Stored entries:
** Start **

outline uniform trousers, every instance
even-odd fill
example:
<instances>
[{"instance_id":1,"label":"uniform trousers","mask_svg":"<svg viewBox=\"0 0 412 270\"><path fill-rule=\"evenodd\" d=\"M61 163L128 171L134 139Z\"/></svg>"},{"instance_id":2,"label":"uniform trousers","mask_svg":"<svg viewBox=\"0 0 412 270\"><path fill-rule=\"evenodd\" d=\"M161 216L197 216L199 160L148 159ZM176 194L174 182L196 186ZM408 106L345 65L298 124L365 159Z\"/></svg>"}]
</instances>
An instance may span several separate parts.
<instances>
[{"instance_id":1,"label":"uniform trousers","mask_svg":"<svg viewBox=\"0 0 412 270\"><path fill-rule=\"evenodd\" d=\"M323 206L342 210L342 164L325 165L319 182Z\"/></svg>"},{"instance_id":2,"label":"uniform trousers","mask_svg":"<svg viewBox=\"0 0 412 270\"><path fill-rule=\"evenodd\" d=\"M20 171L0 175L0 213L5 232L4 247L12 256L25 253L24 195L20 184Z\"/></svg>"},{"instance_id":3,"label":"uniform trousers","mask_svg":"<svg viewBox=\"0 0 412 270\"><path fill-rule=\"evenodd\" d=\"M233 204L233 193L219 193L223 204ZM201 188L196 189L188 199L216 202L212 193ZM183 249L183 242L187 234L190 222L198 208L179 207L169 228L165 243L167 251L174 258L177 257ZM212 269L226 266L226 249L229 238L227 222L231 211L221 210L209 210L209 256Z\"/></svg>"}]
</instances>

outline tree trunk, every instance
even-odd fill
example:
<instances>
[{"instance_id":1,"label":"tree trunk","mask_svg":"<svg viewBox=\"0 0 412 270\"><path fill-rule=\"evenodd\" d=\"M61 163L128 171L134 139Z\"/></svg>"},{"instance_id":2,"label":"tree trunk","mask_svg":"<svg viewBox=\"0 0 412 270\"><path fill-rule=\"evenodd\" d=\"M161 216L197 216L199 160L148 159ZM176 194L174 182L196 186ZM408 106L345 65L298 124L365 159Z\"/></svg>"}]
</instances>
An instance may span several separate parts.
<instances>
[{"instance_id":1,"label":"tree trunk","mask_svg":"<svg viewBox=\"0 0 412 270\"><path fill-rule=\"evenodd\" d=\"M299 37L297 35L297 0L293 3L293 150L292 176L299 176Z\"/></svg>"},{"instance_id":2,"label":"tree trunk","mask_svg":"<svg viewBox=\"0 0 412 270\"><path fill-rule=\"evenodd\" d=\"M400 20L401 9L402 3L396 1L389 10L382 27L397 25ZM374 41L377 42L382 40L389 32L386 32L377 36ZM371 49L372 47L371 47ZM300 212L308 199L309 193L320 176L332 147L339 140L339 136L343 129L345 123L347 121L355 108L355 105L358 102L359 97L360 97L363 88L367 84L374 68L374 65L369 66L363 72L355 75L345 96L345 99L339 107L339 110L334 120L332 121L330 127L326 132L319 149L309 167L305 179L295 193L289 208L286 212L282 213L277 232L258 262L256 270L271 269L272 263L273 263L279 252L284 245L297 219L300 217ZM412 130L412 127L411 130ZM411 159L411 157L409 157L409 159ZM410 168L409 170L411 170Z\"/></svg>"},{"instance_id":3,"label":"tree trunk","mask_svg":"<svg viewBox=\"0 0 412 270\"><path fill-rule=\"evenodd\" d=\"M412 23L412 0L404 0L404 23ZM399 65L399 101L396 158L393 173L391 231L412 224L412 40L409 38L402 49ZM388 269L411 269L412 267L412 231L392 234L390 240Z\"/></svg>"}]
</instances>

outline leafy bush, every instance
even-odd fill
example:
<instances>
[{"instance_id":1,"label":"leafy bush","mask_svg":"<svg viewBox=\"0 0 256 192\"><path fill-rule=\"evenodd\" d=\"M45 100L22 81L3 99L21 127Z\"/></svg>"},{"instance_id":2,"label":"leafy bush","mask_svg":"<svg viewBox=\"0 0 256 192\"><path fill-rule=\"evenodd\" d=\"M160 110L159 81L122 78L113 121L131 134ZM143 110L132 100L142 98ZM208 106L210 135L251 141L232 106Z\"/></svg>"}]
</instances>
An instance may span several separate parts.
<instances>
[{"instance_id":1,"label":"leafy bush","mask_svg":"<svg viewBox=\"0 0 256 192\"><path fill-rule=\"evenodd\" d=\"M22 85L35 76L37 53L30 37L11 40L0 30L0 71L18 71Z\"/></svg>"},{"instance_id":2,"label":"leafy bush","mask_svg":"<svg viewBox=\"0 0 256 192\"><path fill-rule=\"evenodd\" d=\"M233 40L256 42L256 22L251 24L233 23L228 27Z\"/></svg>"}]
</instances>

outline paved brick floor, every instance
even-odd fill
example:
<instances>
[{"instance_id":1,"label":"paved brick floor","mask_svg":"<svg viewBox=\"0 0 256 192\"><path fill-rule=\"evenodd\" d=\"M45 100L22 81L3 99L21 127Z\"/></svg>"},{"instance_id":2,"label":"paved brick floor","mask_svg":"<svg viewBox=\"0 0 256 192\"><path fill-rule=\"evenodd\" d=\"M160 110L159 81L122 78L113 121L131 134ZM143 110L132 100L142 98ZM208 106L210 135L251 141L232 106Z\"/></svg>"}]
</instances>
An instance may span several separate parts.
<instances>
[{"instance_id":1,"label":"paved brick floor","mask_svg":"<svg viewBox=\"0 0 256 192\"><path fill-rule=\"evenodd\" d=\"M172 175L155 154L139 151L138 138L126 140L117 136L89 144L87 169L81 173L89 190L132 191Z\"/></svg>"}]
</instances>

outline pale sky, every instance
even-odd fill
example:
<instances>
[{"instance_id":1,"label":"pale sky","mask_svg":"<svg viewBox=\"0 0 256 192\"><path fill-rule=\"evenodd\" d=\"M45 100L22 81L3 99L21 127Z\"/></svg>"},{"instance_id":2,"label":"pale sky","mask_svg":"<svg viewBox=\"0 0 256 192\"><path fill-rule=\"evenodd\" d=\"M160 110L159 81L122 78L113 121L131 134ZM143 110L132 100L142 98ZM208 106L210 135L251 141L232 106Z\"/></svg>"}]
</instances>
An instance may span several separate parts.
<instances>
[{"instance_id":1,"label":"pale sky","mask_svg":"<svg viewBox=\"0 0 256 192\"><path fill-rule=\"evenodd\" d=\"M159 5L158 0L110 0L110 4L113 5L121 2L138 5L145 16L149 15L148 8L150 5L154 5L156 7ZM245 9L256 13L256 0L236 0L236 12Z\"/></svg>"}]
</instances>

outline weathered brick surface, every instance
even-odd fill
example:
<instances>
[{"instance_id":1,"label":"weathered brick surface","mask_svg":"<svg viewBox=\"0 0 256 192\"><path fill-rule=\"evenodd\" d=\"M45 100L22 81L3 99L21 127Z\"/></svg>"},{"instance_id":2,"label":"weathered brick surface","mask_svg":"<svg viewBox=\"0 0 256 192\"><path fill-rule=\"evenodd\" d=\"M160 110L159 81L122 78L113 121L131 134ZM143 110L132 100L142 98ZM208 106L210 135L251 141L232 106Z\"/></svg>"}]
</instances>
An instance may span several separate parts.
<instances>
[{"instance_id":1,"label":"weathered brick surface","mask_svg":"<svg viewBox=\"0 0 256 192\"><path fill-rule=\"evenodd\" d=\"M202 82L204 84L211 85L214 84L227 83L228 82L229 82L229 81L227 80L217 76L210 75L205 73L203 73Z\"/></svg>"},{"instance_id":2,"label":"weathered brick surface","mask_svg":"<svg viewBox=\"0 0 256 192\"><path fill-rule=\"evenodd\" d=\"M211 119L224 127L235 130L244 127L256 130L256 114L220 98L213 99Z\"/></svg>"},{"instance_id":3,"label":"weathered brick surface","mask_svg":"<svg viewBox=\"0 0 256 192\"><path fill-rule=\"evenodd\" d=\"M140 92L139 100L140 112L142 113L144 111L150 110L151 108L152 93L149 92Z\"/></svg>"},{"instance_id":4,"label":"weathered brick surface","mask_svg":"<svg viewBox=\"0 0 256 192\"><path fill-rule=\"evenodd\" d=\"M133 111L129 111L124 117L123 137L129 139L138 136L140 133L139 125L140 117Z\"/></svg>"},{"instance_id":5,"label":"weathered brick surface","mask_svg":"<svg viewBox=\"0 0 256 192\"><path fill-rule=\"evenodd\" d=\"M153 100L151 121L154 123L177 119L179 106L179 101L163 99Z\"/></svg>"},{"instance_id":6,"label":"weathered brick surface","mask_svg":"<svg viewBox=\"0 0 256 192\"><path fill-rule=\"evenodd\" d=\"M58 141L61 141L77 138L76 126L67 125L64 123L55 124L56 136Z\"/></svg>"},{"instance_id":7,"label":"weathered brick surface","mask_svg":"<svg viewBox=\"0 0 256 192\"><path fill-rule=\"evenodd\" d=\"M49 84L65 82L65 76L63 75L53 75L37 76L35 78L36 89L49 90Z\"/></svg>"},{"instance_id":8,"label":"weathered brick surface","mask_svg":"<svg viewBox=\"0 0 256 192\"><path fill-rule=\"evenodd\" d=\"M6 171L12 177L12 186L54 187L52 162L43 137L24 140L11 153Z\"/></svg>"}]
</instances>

** End **

## DO THIS
Report how many lines in the rows above contain the word "every". Give only the number.

## WRITTEN SOLUTION
6